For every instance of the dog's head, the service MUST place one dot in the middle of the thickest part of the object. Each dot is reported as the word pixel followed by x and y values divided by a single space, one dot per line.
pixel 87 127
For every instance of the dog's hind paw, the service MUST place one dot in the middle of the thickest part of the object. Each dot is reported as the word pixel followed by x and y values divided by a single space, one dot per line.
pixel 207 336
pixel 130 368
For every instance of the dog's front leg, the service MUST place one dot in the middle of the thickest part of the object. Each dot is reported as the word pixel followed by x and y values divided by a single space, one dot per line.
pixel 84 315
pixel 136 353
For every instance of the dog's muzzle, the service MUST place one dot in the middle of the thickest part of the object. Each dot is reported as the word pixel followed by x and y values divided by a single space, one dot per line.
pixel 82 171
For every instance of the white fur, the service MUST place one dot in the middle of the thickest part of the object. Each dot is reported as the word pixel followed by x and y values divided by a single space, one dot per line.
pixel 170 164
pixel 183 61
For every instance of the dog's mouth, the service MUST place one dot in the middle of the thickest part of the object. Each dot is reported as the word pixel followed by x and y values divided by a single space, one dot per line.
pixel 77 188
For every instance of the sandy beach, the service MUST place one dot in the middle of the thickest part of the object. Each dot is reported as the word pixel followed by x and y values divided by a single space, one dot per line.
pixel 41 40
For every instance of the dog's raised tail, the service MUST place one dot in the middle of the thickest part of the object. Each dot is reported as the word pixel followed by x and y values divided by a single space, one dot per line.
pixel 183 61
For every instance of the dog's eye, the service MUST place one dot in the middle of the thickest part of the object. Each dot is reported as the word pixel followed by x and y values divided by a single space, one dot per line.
===============
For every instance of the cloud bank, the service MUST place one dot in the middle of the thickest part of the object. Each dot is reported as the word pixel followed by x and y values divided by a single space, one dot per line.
===============
- About this task
What you give back must be the stretch above, starting at the line with "For every instance of the dog's raised" and ending at the line with "For every instance of the dog's eye, the", copied exactly.

- Task output
For every instance of the dog's raised tail, the service MUST place one dot in the middle of the thickest part of the object. Each dot is reported as the word pixel followed by x and y values divided by a single space, one dot per line.
pixel 183 61
For every instance of the dog's eye, the service MUST place one dot in the middle of the thickest part of the object. Each dot is reported as the word pixel followed by x and y values divided by a single space, one dot per line.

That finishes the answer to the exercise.